## START Document

- 1951 Polish speedway season: ← 19501952 →

= 1951 Polish speedway season =

Season of speedway in Poland

The 1951 Polish Speedway season was the 1951 season of motorcycle speedway in Poland.

== Individual ==
===Polish Individual Speedway Championship===
The 1951 Individual Speedway Polish Championship was held in Wrocław on 14 October 1951.

| Pos. | Rider | Club | Total | Points |
|---|---|---|---|---|
| 1 | Wlodzimierz Szwendrowski | Bytom | 14 | (2,3,3,3,3) |
| 2 | Alfred Spyra | Rybnik | 14 | (3,2,3,3,3) |
| 3 | Zbigniew Raniszewski | Bydgoszcz | 13 | (3,3,1,3,3) |
| 4 | Stanisław Glapiak | Leszno | 11 | (d,3,3,2,3) |
| 5 | Tadeusz Fijałkowski | Warszawa | 10 | (3,2,2,2,1) |
| 6 | Janusz Suchecki | Warszawa | 9 | (2,0,3,2,2) |
| 7 | Bolesław Bonin | Bydgoszcz | 9 | (3,1,2,1,2) |
| 8 | Paweł Dziura | Rybnik | 7 | (2,3,1,1,w) |
| 9 | Józef Olejniczak | Leszno | 6 | (1,u,d,3,2) |
| 10 | Eugeniusz Zenderowski | Warszawa | 6 | (d,1,2,2,1) |
| 11 | Leszek Próchniak | Warszawa | 6 | (2,2,d,0,2) |
| 12 | Jan Kwaśniewski | Warszawa | 4 | (1,1,1,0,1) |
| 13 | Edward Kupczynski | Wrocław | 3 | (1,2,u,0,0) |
| 14 | Marian Kaznowski | Częstochowa | 3 | (1,1,0,1,0) |
| 15 | Stefan Maciejewski | Ostrów Wlkp. | 2 | (0,0,2,0,0) |
| 16 | Marian Spychała | Rawicz | 2 | (0,0,1,0,1) |

=== Criterium of Aces ===
The Criterium of Aces was won by Zbigniew Raniszewski.

## END Document
## START Stored data

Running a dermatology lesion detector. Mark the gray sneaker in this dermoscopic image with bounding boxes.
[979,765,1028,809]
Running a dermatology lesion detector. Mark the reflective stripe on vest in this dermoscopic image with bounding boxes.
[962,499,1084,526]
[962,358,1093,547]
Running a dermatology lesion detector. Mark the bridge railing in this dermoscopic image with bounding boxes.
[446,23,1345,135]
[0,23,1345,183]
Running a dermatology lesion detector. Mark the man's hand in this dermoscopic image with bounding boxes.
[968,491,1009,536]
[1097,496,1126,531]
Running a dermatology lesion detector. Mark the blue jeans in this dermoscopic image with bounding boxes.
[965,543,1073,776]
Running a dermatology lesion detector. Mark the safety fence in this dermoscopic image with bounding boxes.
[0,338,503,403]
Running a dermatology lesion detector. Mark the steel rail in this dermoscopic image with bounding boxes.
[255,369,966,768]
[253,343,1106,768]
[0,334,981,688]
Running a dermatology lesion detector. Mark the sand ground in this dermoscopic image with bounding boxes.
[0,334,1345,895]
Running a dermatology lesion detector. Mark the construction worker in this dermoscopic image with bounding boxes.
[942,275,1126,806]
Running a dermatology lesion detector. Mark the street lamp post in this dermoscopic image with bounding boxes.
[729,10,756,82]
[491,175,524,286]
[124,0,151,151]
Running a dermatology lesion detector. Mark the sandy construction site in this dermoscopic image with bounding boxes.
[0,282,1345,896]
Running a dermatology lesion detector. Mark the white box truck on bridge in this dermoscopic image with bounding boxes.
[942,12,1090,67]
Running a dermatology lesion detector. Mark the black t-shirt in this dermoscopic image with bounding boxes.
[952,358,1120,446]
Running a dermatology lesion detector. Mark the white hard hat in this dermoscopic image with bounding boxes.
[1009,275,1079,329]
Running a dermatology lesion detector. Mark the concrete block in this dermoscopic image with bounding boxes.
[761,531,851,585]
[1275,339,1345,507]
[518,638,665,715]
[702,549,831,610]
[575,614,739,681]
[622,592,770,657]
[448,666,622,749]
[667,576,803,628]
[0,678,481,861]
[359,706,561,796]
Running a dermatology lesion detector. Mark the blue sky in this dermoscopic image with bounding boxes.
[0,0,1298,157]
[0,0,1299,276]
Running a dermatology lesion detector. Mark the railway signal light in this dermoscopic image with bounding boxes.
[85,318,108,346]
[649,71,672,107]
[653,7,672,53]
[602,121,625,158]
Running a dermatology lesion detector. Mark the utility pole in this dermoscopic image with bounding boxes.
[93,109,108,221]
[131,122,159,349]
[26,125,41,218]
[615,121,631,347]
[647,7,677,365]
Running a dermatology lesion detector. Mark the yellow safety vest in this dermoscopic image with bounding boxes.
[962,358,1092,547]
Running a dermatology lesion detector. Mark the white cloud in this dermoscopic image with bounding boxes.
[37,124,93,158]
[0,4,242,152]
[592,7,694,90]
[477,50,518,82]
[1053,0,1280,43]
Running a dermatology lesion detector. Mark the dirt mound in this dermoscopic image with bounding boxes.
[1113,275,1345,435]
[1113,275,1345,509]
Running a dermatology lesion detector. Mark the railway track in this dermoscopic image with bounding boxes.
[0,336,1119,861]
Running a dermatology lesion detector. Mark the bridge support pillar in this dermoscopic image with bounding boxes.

## END Stored data

- [Set problem]: Quote the part of the 1951 Polish speedway season text starting at "The 1951 Polish" and ending at "14 October 1951.".

- [The result]:
The 1951 Polish Speedway season was the 1951 season of motorcycle speedway in Poland.

== Individual ==
===Polish Individual Speedway Championship===
The 1951 Individual Speedway Polish Championship was held in Wrocław on 14 October 1951.